■ **TEXTAUSSCHNITT**:
Soweit die Beklagte meint, die Üblichkeit der Vergütung sei aus dem BEL deshalb abzuleiten, weil 90 % aller zahntechnischen Leistungen im Bereich der gesetzlichen Krankenversicherung erbracht und nach diesem Leistungsverzeichnis abgerechnet werden, verkennt sie, dass die Üblichkeit auf die jeweilige Leistung und Qualität des Produkts bezogen ist, und dass der Privatversicherte eine höhere Qualität der Leistung erwarten darf als der Versicherte der gesetzlichen Krankenversicherung.

Eine Leistungseinschränkung bei den Labor- und Materialkosten kommt schließlich nicht unter dem Gesichtspunkt des § 5 Abs. 2 AVB in Betracht. Hier hätte es der Beklagten oblegen, im Einzelnen darzulegen, welche konkrete Abweichung von den Listenpreisen des BEL nicht mehr vertretbar und damit unangemessen sein soll. Die lediglich aufgestellte pauschale Behauptung bzw. einfaches Bestreiten reicht insoweit nicht aus.

Nach alledem sind der Klägerin weitere 3.202,87 Euro (= DM 6.264,26) zu erstatten.

2). Hinsichtlich der Kunststoff-Mehrschicht-Füllung in Zahn 16 ist entgegen der Auffassung der Beklagten die Gebührenziffer 216 GOZ analog berechenbar.
Nach dem Ergebnis der Beweisaufnahme steht zur Überzeugung des Gerichts fest, dass die erbrachte Mehrschichtrekonstruktion zunächst einer definitiven konservierenden Versorgung diente und daher entsprechend einer Empfehlung der Bundeszahnärztekammer analog Ziffer 216 GOZ berechnet werden durfte .
Die Beklagte hat daher zu Unrecht einen Betrag von 162,69 DM gekürzt; zu erstatten sind daraus 80 % = 130,15 DM = 66,54 Euro.

■ **DATENAUSZUG**:
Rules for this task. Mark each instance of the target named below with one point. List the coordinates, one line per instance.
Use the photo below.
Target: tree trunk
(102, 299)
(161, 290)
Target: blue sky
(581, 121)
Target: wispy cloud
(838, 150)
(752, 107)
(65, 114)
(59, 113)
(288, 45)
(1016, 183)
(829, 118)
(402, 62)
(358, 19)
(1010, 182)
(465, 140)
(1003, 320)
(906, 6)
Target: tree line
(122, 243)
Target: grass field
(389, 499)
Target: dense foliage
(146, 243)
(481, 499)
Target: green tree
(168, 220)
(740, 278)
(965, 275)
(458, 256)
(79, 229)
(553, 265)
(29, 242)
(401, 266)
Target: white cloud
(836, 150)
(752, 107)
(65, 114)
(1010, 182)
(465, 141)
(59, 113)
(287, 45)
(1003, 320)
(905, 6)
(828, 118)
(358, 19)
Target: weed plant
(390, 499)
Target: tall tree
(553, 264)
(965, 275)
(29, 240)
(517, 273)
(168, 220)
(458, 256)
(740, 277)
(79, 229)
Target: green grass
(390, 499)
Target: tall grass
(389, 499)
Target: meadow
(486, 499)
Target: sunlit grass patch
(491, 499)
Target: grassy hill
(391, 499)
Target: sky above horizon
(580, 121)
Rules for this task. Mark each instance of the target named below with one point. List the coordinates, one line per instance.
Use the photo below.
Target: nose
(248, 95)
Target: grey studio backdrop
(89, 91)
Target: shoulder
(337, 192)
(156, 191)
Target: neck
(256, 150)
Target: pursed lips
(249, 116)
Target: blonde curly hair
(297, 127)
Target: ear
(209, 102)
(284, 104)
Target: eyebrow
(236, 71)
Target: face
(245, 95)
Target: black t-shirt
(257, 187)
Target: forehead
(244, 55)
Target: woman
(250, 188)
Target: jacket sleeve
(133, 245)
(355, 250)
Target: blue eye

■ **AUFGABEN**:
**1)** Entnimm dem Urteilsauszug wortgetreu die Stelle, die bei den Worten „Eine Leistungseinschränkung bei“ einsetzt und nach „6.264,26) zu erstatten.“ endet.
**2)** Setze den Urteilsauszug bitte im Anschluss an seinen letzten Satz fort.
Die Zeilen sind eigenständiges Material und gehören nicht zum Urteilsauszug.

■ **ERGEBNISSE**:
**1)**
Eine Leistungseinschränkung bei den Labor- und Materialkosten kommt schließlich nicht unter dem Gesichtspunkt des § 5 Abs. 2 AVB in Betracht. Hier hätte es der Beklagten oblegen, im Einzelnen darzulegen, welche konkrete Abweichung von den Listenpreisen des BEL nicht mehr vertretbar und damit unangemessen sein soll. Die lediglich aufgestellte pauschale Behauptung bzw. einfaches Bestreiten reicht insoweit nicht aus.

Nach alledem sind der Klägerin weitere 3.202,87 Euro (= DM 6.264,26) zu erstatten.

**2)**
3). Die Gebührenziffer 2442 GOÄ ist im vorliegenden Fall abrechenbar.
Nach den überzeugenden Ausführungen der Sachverständigen ging der Verordnungsgeber im Jahre 1988 entsprechend dem damaligen Stand der Wissenschaft von einem relativ geringen operativen Aufwand aus, der mit der Ziffer 411 GOZ abgegolten sein sollte. Wenn jedoch, wie vorliegend, durch volumenerhaltende Implantation alloplastischen Materials ein enormer Operationsaufwand gegeben ist, ist eine Abrechnung desselben mit der Gebührenziffer 2442 GOÄ möglich.
Die Beklagte hat zu Unrecht einen Betrag von 245,70 DM gekürzt; der Klägerin sind davon 80 % = 196,56 DM = 100,50 Euro zu erstatten.

4). Die Gebührenziffer 229 GOZ ist vorliegend ansatzfähig.
Die Sachverständige Dr. Ricken hat hierzu überzeugend ausgeführt, dass die Gebühr 229 GOZ im Zusammenhang mit Langzeitprovisorien anfallen kann, wenn diese für eine notwendige längere Tragedauer wie eine definitive Versorgung fest einzementiert werden. Dies ist vorliegend geschehen, so dass die Entfernung des Interimszahnersatzes einer Leistung nach 229 GOZ entspricht.
Der Klägerin sind weitere 80 % aus 910,80 DM = 728,64 DM = 372,55 Euro zu erstatten.

5). Die Gebührenziffer 710 GOZ ist entgegen der Auffassung der Beklagten 16 x ansatzfähig.
Nach den Ausführungen der Sachverständigen, an denen das Gericht keinen Anlass zu zweifeln hat und die es sich insoweit zu eigen macht, sind auch die durchgeführten Bruchreparaturen, die Verlängerung eines Kronenrandes sowie Veränderungen am occlusalen Relief Maßnahmen der Wiederherstellung der Funktionsfähigkeit eines Interimszahnersatzes, die nach 710 GOZ zu vergüten sind.
Die Beklagte hat damit weitere 253 DM zu Unrecht gekürzt; der Klägerin sind davon 80 % = 202,40 DM = 103,49 Euro zu erstatten.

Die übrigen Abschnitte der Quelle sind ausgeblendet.